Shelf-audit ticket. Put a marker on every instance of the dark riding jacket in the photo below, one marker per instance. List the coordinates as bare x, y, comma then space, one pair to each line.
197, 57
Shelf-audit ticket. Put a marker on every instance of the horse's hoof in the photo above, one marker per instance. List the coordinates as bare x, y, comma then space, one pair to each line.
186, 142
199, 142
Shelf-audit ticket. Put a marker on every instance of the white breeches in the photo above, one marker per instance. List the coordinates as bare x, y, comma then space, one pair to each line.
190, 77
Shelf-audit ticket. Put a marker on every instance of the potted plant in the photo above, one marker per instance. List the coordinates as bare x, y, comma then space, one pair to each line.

* * * *

What is required:
Send back each record exactly, and include them all.

Reply:
Shelf-audit ticket. Put a marker on every instance of the dark riding jacket in the photo below, one marker per instance. List the coordinates as bare x, y, comma then space, one pair to each line.
197, 57
Shelf-audit ticket. Put a marker on every instance of the horse's hoof in the photo above, one marker per instance. List the coordinates as bare x, y, comma then space, one pair to each line.
186, 142
199, 142
Shelf-audit ticket. Put a marker on every instance of the white breeches in the photo above, one marker per instance. List the coordinates as bare x, y, comma then space, one pair to each line.
190, 77
Shelf-audit ticket. Put a marker on every instance of the potted plant in the photo above, one marker per instance. List the coordinates as bare x, y, comma then space, one pair to each line.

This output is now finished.